→ **Document section**:
══════════════════════════════
# When does the grass start to lose its goodness /stop growing?



## Jericho (24 September 2008)

Just wondering if anyone knows when the richness of grass tails off? Just playing the balancing game of
1) lami pony vs poor doer TB and what size field to have them in at night and
2) when I need to supplement my TB with more hay becuase the grass has little in goodness?
Any advice gratefully received.......


----------



## LankyDoodle (24 September 2008)

The grass will keep growing until temperatures fall consistently below 5 degree centigrade.  The goodness in the grass begins to deteriorate with falling levels of sunlight, so as the nights draw in... because grass, being a plant, needs photosynthesis to live. Photosynthesis requires sunlight.


----------



## _daisy_ (24 September 2008)

i was talking to my farmer friend the other day about this. mine is just starting to go off. he said that it starts to go yellowish when its starts to loose its goodness, so mine is heading that way now.
i would suspect that youll need to start giving hay to your TB in the next month? does depend i suppose on the amount of grass you have at the moment.


----------



## BigBird146 (24 September 2008)

I would have thought around end of Sept/ beg of Oct depending on where you are. Will lami pony tolerate a muzzle? Could put a muzzle on him by day and off at night on better grass maybe?


----------



## pottamus (24 September 2008)

My grass has just started to turn yellow at the tips and I plan to move my horse gradually onto some winter grazing this weekend. He will be out on it during the day and then back out on his limited grass paddock and hay during the night for October and then out on the winter stuff full time in Nov (weight permitting!).


----------



## Magicmillbrook (24 September 2008)

If you are some where mild it may keep growing throughout the winter (albeit slowly).  My little pony managed not to loose any weight at all last winter despite having no hard feed and realy well soaked hay onl.   She was on a bare looking paddock, but seemed to be grazing something!
══════════════════════════════
→ **Records shown**:
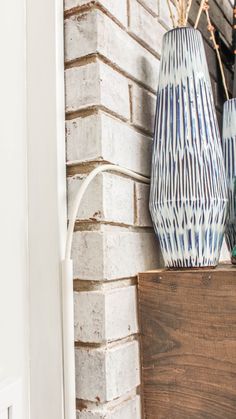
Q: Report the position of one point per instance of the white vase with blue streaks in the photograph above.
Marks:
(229, 151)
(188, 197)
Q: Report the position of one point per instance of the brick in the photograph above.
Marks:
(145, 27)
(117, 8)
(101, 137)
(113, 253)
(143, 218)
(152, 5)
(109, 40)
(143, 108)
(96, 84)
(104, 374)
(129, 409)
(164, 14)
(105, 316)
(109, 198)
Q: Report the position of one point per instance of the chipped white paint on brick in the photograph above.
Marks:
(144, 106)
(112, 254)
(103, 137)
(109, 198)
(164, 14)
(129, 409)
(120, 49)
(103, 374)
(96, 84)
(106, 375)
(145, 27)
(143, 217)
(118, 8)
(152, 5)
(102, 316)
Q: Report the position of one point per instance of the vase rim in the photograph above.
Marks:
(230, 100)
(180, 28)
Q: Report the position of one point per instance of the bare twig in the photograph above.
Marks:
(189, 4)
(171, 14)
(211, 29)
(203, 2)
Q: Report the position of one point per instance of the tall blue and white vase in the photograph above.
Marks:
(188, 197)
(229, 151)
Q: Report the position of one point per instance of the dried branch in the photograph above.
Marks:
(199, 13)
(211, 29)
(171, 14)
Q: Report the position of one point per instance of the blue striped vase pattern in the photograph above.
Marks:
(188, 196)
(229, 151)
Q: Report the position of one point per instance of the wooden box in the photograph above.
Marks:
(188, 343)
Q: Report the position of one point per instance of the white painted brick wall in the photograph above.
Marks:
(142, 213)
(143, 108)
(108, 315)
(96, 84)
(122, 50)
(164, 14)
(152, 5)
(102, 137)
(145, 27)
(109, 198)
(112, 66)
(118, 8)
(112, 254)
(105, 374)
(130, 409)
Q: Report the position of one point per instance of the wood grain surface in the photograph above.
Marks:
(188, 341)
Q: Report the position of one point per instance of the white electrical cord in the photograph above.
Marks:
(67, 289)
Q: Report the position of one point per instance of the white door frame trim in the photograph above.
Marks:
(47, 203)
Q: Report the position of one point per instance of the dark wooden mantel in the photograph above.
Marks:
(188, 341)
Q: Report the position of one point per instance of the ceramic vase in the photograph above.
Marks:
(229, 151)
(188, 196)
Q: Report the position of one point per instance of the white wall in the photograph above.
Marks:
(47, 202)
(13, 203)
(33, 201)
══════════════════════════════
→ **Directives**:
(1) Translate this sentence from the thread on when grass loses its goodness into Spanish: "The grass will keep growing until temperatures fall consistently below 5 degree centigrade."
(2) From the thread on when grass loses its goodness, duplicate the passage that begins at the words "Any advice gratefully" and stops after "Photosynthesis requires sunlight.".

→ **Results in order**:
(1) La hierba seguirá creciendo hasta que las temperaturas bajen de forma constante por debajo de 5 grados centígrados.

(2)
Any advice gratefully received.......


----------



## LankyDoodle (24 September 2008)

The grass will keep growing until temperatures fall consistently below 5 degree centigrade.  The goodness in the grass begins to deteriorate with falling levels of sunlight, so as the nights draw in... because grass, being a plant, needs photosynthesis to live. Photosynthesis requires sunlight.